**INSTRUCTIONS:**
(1) Decide whether each statement agrees with the passage about the hearing: (a) the four chief executives testified in person; (b) Pichai named Amazon as a competitor in shopping; (c) Cicilline said that most of Google's search results carried no advertisements. For each, answer yes or no and quote the words of the passage that settle it.
(2) Reproduce word for word the portion of the passage about the hearing between "The hearing set" and "interests of users.", inclusive.

In response, the four chief executives, who testified via video conference due to the COVID-19 pandemic, tried to evade any accusations and presented themselves as participants in enormously competitive and rapidly changing digital marketplaces who significantly contributed to the U.S. economy.
The hearing set off with questions directed at Pichai about Google’s search engine. Cicilline accused Google of weaponizing its search engine to put its rivals at a disadvantage and lifting content from other websites to keep users within what he called the “walled garden”. He asserted that “As Google became the gateway to the internet, it began to abuse its power and use its surveillance over the web traffic to identify competitive threats and crush them.” Pichai disagreed with such characterization. He mentioned that Google had many competitors for specific categories of search, such as Amazon in shopping. He also stressed that the majority of Google’s search results did not carry advertisements and rather than stealing content, it was just trying to highlight the results that fit the interests of users.

**GIVEN MATERIAL:**

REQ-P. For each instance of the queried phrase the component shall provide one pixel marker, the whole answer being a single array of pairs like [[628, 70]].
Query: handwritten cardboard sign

**PER-TASK OUTPUTS:**
(1)
(a) No: "who testified via video conference due to the COVID-19 pandemic"
(b) Yes: "such as Amazon in shopping"
(c) No: "He also stressed that the majority of Google’s search results did not carry advertisements"

(2)
The hearing set off with questions directed at Pichai about Google’s search engine. Cicilline accused Google of weaponizing its search engine to put its rivals at a disadvantage and lifting content from other websites to keep users within what he called the “walled garden”. He asserted that “As Google became the gateway to the internet, it began to abuse its power and use its surveillance over the web traffic to identify competitive threats and crush them.” Pichai disagreed with such characterization. He mentioned that Google had many competitors for specific categories of search, such as Amazon in shopping. He also stressed that the majority of Google’s search results did not carry advertisements and rather than stealing content, it was just trying to highlight the results that fit the interests of users.